▸ **Shape boundary entries**
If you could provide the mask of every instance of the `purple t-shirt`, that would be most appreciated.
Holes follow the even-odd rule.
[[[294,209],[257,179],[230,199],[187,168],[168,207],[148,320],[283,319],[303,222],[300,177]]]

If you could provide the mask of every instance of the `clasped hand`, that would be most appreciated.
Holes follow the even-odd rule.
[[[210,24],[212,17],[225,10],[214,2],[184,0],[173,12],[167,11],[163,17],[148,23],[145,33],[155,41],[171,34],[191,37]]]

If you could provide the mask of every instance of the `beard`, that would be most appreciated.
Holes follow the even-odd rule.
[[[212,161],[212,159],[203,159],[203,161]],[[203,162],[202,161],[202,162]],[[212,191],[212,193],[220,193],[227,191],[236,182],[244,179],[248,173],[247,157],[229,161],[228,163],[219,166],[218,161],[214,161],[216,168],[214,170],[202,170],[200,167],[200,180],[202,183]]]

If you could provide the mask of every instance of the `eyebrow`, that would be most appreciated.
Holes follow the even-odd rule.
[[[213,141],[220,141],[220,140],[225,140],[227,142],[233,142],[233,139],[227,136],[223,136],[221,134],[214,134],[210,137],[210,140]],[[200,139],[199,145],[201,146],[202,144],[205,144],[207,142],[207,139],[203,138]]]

▸ **The problem**
Report every line in the records above that contains the word "appreciated".

▸ **Answer to the task**
If you could provide the mask of every instance of the `purple t-shirt`, that would be most appreciated.
If you could provide the mask of every instance of the `clasped hand`, that would be most appreciated.
If you could provide the mask of every instance of the `beard`, that would be most appreciated.
If you could provide the mask of every instance of the `eyebrow`, that would be most appreciated.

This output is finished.